**Exercise directions:**
First find the line containing "Where can the moose front" in the data, then set it down exactly along with every line after it, through the last.

(Recorded data)

>>>

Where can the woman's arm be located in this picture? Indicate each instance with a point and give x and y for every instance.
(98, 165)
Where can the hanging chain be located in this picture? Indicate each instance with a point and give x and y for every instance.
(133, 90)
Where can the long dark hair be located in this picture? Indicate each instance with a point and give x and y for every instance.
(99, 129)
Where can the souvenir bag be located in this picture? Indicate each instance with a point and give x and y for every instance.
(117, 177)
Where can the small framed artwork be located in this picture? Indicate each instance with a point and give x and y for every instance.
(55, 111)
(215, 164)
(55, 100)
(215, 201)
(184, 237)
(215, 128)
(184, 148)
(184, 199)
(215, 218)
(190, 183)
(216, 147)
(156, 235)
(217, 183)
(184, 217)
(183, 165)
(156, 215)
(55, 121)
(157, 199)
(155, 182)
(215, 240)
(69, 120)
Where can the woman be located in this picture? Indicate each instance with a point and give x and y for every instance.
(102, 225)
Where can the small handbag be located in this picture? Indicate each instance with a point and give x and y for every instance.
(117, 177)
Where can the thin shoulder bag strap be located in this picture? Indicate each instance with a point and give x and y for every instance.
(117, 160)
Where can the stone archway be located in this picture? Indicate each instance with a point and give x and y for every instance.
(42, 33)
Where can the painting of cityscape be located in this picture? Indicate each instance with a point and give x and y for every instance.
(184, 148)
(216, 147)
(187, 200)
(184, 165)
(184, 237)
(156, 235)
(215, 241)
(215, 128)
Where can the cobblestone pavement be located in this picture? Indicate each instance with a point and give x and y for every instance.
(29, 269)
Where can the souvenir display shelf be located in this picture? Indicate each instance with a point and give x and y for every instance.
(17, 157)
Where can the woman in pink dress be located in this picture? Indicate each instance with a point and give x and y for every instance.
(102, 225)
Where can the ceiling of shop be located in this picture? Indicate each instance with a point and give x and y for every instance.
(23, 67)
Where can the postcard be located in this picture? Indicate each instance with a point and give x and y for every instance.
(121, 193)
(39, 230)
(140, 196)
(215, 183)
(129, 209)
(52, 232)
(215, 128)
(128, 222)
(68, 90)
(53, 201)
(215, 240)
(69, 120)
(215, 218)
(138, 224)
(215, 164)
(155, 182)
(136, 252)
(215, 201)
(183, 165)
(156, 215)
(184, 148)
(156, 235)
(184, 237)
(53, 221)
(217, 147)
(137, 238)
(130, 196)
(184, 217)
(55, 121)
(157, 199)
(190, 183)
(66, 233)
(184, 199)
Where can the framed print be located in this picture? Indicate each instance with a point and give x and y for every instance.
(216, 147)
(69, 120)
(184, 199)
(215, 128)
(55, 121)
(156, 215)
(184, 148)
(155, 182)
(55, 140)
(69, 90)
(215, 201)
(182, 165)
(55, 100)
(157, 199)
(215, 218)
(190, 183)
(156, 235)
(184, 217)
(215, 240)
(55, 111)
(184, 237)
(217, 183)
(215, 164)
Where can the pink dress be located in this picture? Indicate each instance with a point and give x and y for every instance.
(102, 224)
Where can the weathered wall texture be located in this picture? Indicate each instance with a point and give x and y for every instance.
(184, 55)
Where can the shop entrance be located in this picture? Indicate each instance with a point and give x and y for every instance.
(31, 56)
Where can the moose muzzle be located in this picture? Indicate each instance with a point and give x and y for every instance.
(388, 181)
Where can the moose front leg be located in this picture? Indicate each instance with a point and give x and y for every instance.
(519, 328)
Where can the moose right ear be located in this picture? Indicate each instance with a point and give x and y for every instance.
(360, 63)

<<<

**Result of this exercise:**
Where can the moose front leg be located in this picture? Indicate each instance with a point and give x and y for every instance.
(519, 328)
Where can the moose right ear be located in this picture? Indicate each instance with a point and give x and y for every instance.
(360, 63)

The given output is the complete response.